_Job 1_: In the account of the ICSID and SIMC signing event, what share of ICSID cases does Mr Lim say are settled or discontinued?
_Job 2_: Please carry on the account of the ICSID and SIMC signing event, starting right after its final sentence.
═══ Provided passage ═══
Mr Flores commended SIMC and ICSID’s efforts to raise awareness of mediation as an investor-State dispute resolution tool, and build capacity amongst practitioners on the skills required to mediate investor-state disputes. He also made reference to ICSID’s current work in developing new procedural rules for mediation, designed specifically for investor-State disputes.
Speaking on behalf of SIMC, SIMC Chairman Mr George Lim SC expressed his honour and delight to be entering into the MOU with ICSID. Mr Lim also shared his newfound perspective of investor-state disputes. During a recent session of the UNCITRAL Working Group III on Investor-State Dispute Settlement (ISDS) reform, a delegate whose country faced a multi-billion dollar claim from an investor said that his country would face devastating economic effects should it lose the case.
Reflecting on this, Mr Lim noted that “if not managed timely and well, the outcomes may adversely affect international trade, or even cripple economies, particularly those of smaller and poorer nations.” Mr Lim added that early intervention gives parties a chance to preserve relationships – this is where mediation plays a role.
Noting the ‘encouraging’ statistic that some 35 per cent of ICSID cases are either settled or discontinued, Mr Lim said: “Hopefully with this collaboration, we will be able to promote the use of mediation and encourage States and investors to resolve their differences amicably.”
The opening remarks were followed by the official signing ceremony, with Mr Flores signing on behalf of ICSID, and Mr Lim on behalf of SIMC. The signing was witnessed by over 60 participants online, including many senior lawyers and practitioners in the fields of mediation and ISDS.
Mr Gonzalo Flores, ICSID Deputy Secretary-General (left) and SIMC Chairman Mr George Lim SC, signing the MOU.
Panel Discussion: Challenges and Opportunities in Investor-State Mediation
The second half of the event featured a panel discussion focussing on the opportunities and challenges of investor-State mediation.
Panel moderator Anna Holloway (Legal Counsel, ICSID), gave some background on investor-State mediation and the context of ICSID’s upcoming Mediation Rules. She explained how ICSID had recognised the growing momentum behind mediation as it began its rules amendment process in 2016.
═══ Given information ═══
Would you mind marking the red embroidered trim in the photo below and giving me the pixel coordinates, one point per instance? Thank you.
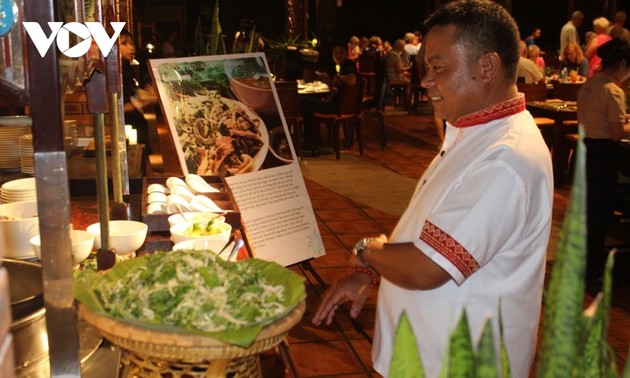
═══
_Final answer 1_: Some 35 percent.

_Final answer 2_:
With factors such as an increasing number of bilateral and multilateral investment treaties providing for mediation and the coming into force of the Singapore Convention on Mediation, ICSID found that States and other actors within the international community were pushing for mediation to “become a bigger part of the menu for ISDS.” These landscape shifts culminated in ICSID’s decision to develop the ISDS Mediation Rules, “the first set of institutional rules designed specifically for investor-State disputes,” Ms Holloway noted.
International arbitrator and mediator, Mr Wolf von Kumberg, elaborated on the utility of mediation for investor-State disputes. Having been an in-house counsel for a number of technology companies over the course of his career, Mr von Kumberg shared that “[he] saw first-hand the way that investment disputes could be destructive, not only for the companies…[but] for States themselves.” He continued: “We have to remember that investors come at an investment from a commercial perspective […] but States have a very different perspective…we often forget that States are not only coming at this from the commercial perspective but they also have social and policy considerations against a political background.”
In addition to the commercial rationale for mediation as an effective and efficient method of dispute resolution, Mr von Kumberg highlighted the advantage of early use of mediation for States, and the growing openness to using mediation as a tool alongside the traditionally utilised method of arbitration: “It is amazing the response that we’ve received, to looking at mediation as an additional mechanism that can be employed in order to resolve these disputes…because obviously in many cases, there’s a relationship there that – if the dispute is caught at an early stage – might be maintained, to the benefit of both the investor and the State.”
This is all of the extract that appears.